[Entries for pointing and labeling]
# # #

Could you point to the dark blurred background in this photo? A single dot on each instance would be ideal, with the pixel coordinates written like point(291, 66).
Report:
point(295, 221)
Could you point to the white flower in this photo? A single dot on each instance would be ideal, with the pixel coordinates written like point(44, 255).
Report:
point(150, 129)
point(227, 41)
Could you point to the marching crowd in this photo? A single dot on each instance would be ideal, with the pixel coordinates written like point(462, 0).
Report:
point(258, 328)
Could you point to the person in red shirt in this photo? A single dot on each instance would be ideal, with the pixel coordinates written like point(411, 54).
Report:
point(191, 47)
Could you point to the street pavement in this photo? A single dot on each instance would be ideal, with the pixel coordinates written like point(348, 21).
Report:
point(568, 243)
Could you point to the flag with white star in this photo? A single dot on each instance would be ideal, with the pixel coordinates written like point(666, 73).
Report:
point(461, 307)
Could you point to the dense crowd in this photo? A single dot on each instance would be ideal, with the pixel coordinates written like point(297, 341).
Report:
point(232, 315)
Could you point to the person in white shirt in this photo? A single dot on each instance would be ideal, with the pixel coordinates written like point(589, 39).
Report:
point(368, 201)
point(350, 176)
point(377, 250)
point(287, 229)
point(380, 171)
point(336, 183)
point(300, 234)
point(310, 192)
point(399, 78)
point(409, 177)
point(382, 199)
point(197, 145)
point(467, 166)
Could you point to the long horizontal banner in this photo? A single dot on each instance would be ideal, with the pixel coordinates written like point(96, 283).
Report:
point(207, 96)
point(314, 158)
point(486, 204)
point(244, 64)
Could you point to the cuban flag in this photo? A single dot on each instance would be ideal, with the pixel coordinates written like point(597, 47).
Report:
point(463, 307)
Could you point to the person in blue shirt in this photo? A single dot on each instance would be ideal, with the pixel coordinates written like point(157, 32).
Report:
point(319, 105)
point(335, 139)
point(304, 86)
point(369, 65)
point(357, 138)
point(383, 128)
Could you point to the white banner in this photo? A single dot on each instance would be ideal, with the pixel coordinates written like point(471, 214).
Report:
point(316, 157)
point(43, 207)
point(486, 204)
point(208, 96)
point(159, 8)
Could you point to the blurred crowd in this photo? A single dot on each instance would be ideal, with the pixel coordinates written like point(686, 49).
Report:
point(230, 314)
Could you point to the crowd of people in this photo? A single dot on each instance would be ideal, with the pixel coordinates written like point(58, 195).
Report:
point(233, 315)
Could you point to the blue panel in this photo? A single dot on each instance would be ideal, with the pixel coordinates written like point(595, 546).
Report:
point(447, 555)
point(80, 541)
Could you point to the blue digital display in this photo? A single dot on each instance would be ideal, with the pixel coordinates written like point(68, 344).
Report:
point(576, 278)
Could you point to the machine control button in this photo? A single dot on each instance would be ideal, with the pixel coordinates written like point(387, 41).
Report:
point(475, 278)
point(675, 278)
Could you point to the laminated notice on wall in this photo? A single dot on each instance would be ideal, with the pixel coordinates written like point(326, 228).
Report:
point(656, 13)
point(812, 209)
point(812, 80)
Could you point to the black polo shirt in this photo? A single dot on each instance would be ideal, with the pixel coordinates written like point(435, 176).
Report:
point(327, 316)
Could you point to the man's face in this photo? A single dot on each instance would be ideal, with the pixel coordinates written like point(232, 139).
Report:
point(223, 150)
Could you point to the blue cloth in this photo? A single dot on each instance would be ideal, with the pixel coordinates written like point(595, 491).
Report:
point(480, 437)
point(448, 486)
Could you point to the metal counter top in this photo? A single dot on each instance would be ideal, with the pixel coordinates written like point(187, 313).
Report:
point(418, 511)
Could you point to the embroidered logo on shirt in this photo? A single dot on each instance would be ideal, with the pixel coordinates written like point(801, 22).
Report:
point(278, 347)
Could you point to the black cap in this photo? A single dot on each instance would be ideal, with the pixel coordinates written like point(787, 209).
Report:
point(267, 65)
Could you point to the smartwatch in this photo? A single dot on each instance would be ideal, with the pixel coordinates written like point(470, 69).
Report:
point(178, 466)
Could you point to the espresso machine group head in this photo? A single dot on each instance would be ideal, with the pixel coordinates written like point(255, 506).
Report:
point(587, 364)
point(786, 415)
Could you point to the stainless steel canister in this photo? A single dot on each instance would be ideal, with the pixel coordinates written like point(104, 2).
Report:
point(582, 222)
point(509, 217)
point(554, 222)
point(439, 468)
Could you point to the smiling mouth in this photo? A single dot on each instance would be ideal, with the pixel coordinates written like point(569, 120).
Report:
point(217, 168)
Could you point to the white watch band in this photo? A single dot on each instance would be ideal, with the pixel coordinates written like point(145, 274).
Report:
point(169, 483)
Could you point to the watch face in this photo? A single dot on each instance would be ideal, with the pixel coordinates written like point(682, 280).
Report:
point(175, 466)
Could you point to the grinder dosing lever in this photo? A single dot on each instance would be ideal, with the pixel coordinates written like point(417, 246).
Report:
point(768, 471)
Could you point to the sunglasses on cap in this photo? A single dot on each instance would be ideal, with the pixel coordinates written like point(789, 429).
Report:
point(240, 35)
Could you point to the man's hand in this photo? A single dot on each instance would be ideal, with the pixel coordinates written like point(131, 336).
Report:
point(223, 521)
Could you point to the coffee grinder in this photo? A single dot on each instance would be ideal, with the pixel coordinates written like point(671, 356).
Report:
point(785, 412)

# # #

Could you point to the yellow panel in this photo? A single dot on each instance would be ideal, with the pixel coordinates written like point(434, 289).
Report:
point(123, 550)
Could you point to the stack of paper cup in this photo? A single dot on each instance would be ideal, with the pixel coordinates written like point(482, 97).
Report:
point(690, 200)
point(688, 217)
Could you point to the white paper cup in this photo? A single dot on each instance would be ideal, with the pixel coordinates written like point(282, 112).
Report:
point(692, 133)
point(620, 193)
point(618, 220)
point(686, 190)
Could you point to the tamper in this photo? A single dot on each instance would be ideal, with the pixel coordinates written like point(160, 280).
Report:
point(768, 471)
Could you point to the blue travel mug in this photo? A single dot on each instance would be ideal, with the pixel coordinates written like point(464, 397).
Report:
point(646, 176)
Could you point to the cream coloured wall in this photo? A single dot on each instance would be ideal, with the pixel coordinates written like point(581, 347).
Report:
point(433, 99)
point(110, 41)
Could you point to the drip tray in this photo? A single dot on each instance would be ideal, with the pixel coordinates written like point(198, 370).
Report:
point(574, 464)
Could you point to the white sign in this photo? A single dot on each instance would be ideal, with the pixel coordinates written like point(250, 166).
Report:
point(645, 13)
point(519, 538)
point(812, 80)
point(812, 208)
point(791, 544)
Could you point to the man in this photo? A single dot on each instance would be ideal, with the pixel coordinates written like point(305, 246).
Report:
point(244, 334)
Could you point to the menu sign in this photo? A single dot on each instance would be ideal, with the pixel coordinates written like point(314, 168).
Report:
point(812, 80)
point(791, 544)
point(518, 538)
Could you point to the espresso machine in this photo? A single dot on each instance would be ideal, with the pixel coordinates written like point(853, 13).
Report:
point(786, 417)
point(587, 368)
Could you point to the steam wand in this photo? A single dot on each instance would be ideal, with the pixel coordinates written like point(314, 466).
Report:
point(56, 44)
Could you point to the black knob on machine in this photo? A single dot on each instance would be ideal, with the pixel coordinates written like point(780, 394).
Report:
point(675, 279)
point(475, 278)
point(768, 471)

# # #

Show every line of the rows above that contains the word "crowd", copying each matching line in full.

Could you point to the marching crowd in this photo? A single dot on each instance would be ideal, with the pixel coordinates written like point(462, 0).
Could you point to the dense crowd in this photo? A single dot on each instance would be ideal, with the pixel coordinates written like point(297, 341).
Could you point to the blurred crowd in this photo? A single dot on each instance would be ideal, with the pixel coordinates written like point(686, 49).
Could you point to the crowd of people in this photo? A single dot on each instance would be ideal, with the pixel coordinates written like point(58, 195).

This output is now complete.